John Woodruff Simpson (October 13, 1850 - May 16, 1920) was a founding member of law firm Simpson Thacher & Bartlett LLP, then titled Simpson, Thacher, & Barnum. He and his wife Katherine Seney Simpson were known as avid art collectors, with 44 pieces from their estate eventually going to the National Gallery of Art in Washington, D.C.

==Early life==
Simpson was born and raised in East Craftsbury, Vermont, a son of James W. Simpson and Jean B. ( Walker) Simpson. He attended the State Normal School at Johnson, Vermont.

He attended Amherst College, and graduated from Columbia Law School in 1873. He served as a law clerk at the old-line firm Alexander & Green.

==Career==
Along with his fellow former clerks Thomas Thacher and William M. Barnum, they organized their new law firm on January 1, 1884 known as Simpson Thacher & Barnum.

Simpson was one of the founding members of the "good government" organization the City Club of New York.

Simpson was a presidential elector in the 1904 presidential election.

### WHAT THIS EXERCISE ASKS:
**A)** Name every school that the passage on John Woodruff Simpson says he attended.
**B)** Repeat the stretch of the passage on John Woodruff Simpson from "Simpson was one" through "1904 presidential election.", word for word.

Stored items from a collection

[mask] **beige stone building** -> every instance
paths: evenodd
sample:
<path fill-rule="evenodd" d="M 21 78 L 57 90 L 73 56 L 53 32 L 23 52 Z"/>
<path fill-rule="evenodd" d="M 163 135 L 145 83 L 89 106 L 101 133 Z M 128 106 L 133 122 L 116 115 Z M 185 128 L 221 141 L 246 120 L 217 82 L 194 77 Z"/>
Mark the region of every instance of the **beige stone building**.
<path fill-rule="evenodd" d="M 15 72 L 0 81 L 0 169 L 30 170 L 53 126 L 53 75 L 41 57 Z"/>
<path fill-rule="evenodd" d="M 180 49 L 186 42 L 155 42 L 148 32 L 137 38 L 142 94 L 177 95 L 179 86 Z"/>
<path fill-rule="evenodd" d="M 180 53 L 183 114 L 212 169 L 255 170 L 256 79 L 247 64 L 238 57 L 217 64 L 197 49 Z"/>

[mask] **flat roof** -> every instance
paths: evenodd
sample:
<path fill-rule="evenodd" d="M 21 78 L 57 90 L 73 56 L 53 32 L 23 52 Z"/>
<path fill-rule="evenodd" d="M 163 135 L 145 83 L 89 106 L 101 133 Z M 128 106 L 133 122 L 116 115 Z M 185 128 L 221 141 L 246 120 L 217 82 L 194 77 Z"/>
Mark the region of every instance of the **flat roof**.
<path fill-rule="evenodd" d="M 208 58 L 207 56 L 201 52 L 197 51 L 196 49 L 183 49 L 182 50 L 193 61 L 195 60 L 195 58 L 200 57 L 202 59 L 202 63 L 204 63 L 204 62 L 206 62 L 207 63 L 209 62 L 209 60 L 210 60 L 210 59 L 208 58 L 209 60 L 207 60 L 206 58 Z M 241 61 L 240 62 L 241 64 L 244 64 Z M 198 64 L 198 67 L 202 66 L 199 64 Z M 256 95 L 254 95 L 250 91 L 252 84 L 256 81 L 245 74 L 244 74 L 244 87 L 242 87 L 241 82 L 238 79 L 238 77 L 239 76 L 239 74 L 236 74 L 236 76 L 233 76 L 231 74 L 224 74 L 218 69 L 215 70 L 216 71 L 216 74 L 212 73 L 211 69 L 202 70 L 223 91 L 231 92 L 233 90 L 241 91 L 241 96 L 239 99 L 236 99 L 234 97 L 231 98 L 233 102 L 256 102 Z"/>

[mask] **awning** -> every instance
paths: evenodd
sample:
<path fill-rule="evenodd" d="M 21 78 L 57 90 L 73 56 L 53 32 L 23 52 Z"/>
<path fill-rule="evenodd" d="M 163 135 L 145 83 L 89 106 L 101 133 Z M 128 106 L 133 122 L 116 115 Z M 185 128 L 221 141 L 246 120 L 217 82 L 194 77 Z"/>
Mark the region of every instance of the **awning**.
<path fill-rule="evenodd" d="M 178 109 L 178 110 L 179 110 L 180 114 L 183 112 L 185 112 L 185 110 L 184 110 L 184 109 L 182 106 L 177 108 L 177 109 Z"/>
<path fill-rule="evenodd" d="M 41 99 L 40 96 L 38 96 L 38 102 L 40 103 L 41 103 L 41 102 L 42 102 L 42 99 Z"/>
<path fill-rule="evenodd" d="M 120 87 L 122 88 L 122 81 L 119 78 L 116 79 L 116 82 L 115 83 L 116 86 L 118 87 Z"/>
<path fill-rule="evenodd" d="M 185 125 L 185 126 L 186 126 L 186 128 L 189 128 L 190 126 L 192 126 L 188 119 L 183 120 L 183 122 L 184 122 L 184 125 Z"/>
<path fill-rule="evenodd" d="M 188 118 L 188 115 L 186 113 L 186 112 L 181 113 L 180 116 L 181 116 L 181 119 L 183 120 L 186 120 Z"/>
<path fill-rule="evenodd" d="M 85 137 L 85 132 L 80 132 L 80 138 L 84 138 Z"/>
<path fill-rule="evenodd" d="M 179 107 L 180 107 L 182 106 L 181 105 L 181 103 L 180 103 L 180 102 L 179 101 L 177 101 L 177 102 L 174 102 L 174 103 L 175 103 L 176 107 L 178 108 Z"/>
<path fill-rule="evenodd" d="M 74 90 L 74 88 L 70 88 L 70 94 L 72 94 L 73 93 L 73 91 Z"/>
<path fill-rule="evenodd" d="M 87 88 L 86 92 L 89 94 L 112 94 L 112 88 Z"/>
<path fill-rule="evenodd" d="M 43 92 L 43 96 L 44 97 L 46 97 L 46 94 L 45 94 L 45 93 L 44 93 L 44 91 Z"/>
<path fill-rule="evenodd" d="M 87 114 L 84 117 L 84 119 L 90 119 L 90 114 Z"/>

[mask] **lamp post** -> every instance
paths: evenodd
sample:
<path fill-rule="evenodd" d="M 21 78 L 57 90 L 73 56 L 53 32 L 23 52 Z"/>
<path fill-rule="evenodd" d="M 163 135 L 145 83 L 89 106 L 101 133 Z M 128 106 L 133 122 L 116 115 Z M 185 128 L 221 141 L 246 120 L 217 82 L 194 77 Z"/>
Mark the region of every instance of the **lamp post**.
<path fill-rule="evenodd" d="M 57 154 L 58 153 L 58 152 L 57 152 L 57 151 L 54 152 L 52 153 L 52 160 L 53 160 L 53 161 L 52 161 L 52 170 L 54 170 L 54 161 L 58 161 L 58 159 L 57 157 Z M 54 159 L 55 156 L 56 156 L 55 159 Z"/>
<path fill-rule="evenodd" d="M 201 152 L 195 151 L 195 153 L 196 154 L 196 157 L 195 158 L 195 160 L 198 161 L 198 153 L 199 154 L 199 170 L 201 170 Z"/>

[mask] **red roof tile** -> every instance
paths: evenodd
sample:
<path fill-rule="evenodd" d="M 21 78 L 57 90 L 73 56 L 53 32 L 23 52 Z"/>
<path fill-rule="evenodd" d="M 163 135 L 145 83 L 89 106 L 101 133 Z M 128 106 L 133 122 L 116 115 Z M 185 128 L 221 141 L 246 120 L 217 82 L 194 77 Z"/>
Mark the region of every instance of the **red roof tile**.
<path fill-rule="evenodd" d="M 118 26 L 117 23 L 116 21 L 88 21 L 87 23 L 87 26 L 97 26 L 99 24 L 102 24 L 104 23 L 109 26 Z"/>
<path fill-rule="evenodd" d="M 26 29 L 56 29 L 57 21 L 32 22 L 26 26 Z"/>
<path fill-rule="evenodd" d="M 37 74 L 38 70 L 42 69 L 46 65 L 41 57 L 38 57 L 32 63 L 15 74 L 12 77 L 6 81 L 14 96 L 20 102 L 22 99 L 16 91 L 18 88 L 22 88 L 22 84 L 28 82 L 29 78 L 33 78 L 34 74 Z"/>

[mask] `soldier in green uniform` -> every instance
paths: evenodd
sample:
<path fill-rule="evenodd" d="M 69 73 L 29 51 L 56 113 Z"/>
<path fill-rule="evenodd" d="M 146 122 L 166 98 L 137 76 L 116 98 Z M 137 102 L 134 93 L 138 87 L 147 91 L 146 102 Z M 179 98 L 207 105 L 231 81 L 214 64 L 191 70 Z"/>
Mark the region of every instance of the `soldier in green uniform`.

### ANSWERS TO THE PROBLEMS:
**A)** The State Normal School at Johnson, Vermont; Amherst College; Columbia Law School

**B)**
Simpson was one of the founding members of the "good government" organization the City Club of New York.

Simpson was a presidential elector in the 1904 presidential election.